:: ФРАГМЕНТ ТЕКСТА
А вот тут Айседора не играет, призраки погибших детей преследуют ее днем и ночью, не давая покоя, даже он, муж и любовник, гений Есенин до боли похож на дорогого Патрика[54], Патрика таким, каким он бы мог когда-нибудь стать.
Перепуганный Никита волчонком глядел на нее. Я же поняла все. Я старалась поднять ее. Есенин помогал мне. Любопытные столпились вокруг. Айседора встала и, отстранив меня от Есенина, закрыв голову шарфом, пошла по улицам, не оборачиваясь, не видя перед собой никого, – фигура из трагедий Софокла. Есенин бежал за нею в своем глупом цилиндре, растерянный.
– Сидора, – кричал он, – подожди! Сидора, что случилось?
Никита горько плакал, уткнувшись в мои колени.
Я знала трагедию Айседоры Дункан. Ее дети, мальчик и девочка, погибли в Париже в автомобильной катастрофе много лет тому назад.
В дождливый день они ехали с гувернанткой в машине через Сену. Шофер затормозил на мосту, машину занесло на скользких торцах и перебросило через перила в реку. Никто не спасся.
Мальчик был любимец Айседоры. Его портрет на знаменитой рекламе английского мыла Pears'a известен всему миру. Белокурый голый младенец улыбается, весь в мыльной пене. Говорили, что он похож на Никиту, но в какой мере он был похож на Никиту, знать могла одна Айседора. И она это узнала, бедная.
– …Через шесть-семь лет я увидел Есенина в Берлине, в квартире А. Н. Толстого, – продолжает начатый рассказ М. Горький. – От кудрявого, игрушечного мальчика остались только очень ясные глаза, да и они как будто выгорели на каком-то слишком ярком солнце. Беспокойный взгляд их скользил по лицам людей изменчиво, то вызывающе и пренебрежительно, то вдруг неуверенно, смущенно и недоверчиво. Мне показалось, что в общем он настроен недружелюбно к людям. И было видно, что он – человек пьющий. Веки опухли, белки глаз воспалены, кожа на лице и шее серая, поблекла, как у человека, который мало бывает на воздухе и плохо спит. А руки его беспокойны и в кистях размотаны, точно у барабанщика. Да и весь он встревожен, рассеян, как человек, который забыл что-то важное и даже неясно помнит, что именно забыто им.
Его сопровождали Айседора Дункан и Кусиков[55].
– Тоже поэт, – сказал о нем Есенин, тихо и с хрипотой.
Около Есенина Кусиков, весьма развязный молодой человек, показался мне лишним. Он был вооружен гитарой, любимым инструментом парикмахеров, но, кажется, не умел играть на ней. Дункан я видел на сцене за несколько лет до этой встречи, когда о ней писали как о чуде, а один журналист удивительно сказал: «Ее гениальное тело сжигает нас пламенем славы».
Но я не люблю, не понимаю пляски от разума и не понравилось мне, как эта женщина металась по сцене. Помню, было даже грустно, казалось, что ей смертельно холодно и она, полуодетая, бегает, чтоб согреться, выскользнуть из холода.
У Толстого она тоже плясала, предварительно покушав и выпив водки. Пляска изображала как будто борьбу тяжести возраста Дункан с насилием ее тела, избалованного славой и любовью. За этими словами не скрыто ничего обидного для женщины, они говорят только о проклятии старости.
::::
▸ **ЧТО НУЖНО СДЕЛАТЬ**:
A) Соответствуют ли отрывку об Айседоре Дункан утверждения ниже? На каждое ответьте «да» или «нет» и приведите дословную цитату из отрывка, которая это решает.
(i) Дети Айседоры погибли в Париже в автомобильной катастрофе.
(ii) Кусиков хорошо играл на гитаре.
(iii) Горький увидел Есенина в Берлине, в квартире А. Н. Толстого.
B) Продолжите отрывок об Айседоре Дункан, начав сразу после его последнего предложения.
:: ИСХОДНЫЕ ДАННЫЕ
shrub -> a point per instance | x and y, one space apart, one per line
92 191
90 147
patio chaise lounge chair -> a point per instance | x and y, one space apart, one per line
::::
▸ **ОТВЕТЫ ПО ЗАДАНИЯМ**:
A)
(i) Да: «Ее дети, мальчик и девочка, погибли в Париже в автомобильной катастрофе много лет тому назад».
(ii) Нет: «кажется, не умел играть на ней».
(iii) Да: «Через шесть-семь лет я увидел Есенина в Берлине, в квартире А. Н. Толстого».

B)
Как же ничего обидного? Вот уж не могу согласиться с автором мужчиной, Горький напишет этот текст 1926 году, когда Есенина уже не будет, а вот Дункан вполне сможет и, скорее всего, получит перевод воспоминаний. И даже это смехотворное оправдание, мол, нет тут ничего обидного. Она должна будет выстрадать и этот удар. Удар от человека, которого она уважает как драматурга и писателя. С именем которого ее время от времени связывали в прессе:
Вот, например, заметка в московской газете «Русский листок» от 07 февраля (25 января) 1905 года:
«Вчера в зале консерватории случилось необыкновенное происшествие: публика собралась смотреть даму от
Максима… от Максима Горького – «босячку» Айседору Дункан, кончиком ноги истолковывавшую прелюдии, ноктюрны, мазурки и полонезы Шопена!
Новый вид «босячества» тенденциозного, идеалом которого является «голоножие», пропагандирующее новый вид танцев, иллюстрирующих серьезную музыку – Шопена, Бетховена, Баха.
Певец босяков, описывая «босячество» подневольное, отнюдь не мечтал о том, что возможно нарождение «босячества добровольного», типа американки Дункан, у которой, кроме души, средством для восприятия и истолкования классической музыки… будут служить босые ноги.
Босячка, танцующая на ковре сонату или симфонию Бетховена, фугу Баха, ноктюрн Шопена – действительно курьез, и курьез из ряда вон выдающийся».
– Пожилая, отяжелевшая, с красным некрасивым лицом, окутанная платьем кирпичного цвета, она кружилась, извивалась в тесной комнате, прижимая ко груди букет измятых, увядших цветов, а на толстом лице ее застыла ничего не говорящая улыбка, – продолжает Горький.
Эта знаменитая женщина, прославленная тысячами эстетов Европы, тонких ценителей пластики, рядом с маленьким, как подросток, изумительным рязанским поэтом являлась совершеннейшим олицетворением всего, что ему было не нужно. Тут нет ничего предвзятого, придуманного вот сейчас; нет, я говорю о впечатлении того тяжелого дня, когда, глядя на эту женщину, я думал: как может она почувствовать смысл таких вздохов поэта:
Хорошо бы, на стог улыбаясь,
Мордой месяца сено жевать!
Что могут сказать ей такие горестные его усмешки:
Я хожу в цилиндре не для женщин —
В глупой страсти сердце жить не в силе —
В нем удобней, грусть свою уменьшив,
Золото овса давать кобыле.
«Я открыла искусство танца – искусство, утраченное тысячи лет назад». (Айседора Дункан)
Разговаривал Есенин с Дункан жестами, толчками колен и локтей. Когда она плясала, он, сидя за столом, пил вино и краем глаза посматривал на нее, морщился. Может быть, именно в эти минуты у него сложились в строку стиха слова сострадания:
Излюбили тебя, измызгали…
И можно было подумать, что он смотрит на свою подругу, как на кошмар, который уже привычен, не пугает, но все-таки давит. Несколько раз он встряхнул головой, как лысый человек, когда кожу его черепа щекочет муха.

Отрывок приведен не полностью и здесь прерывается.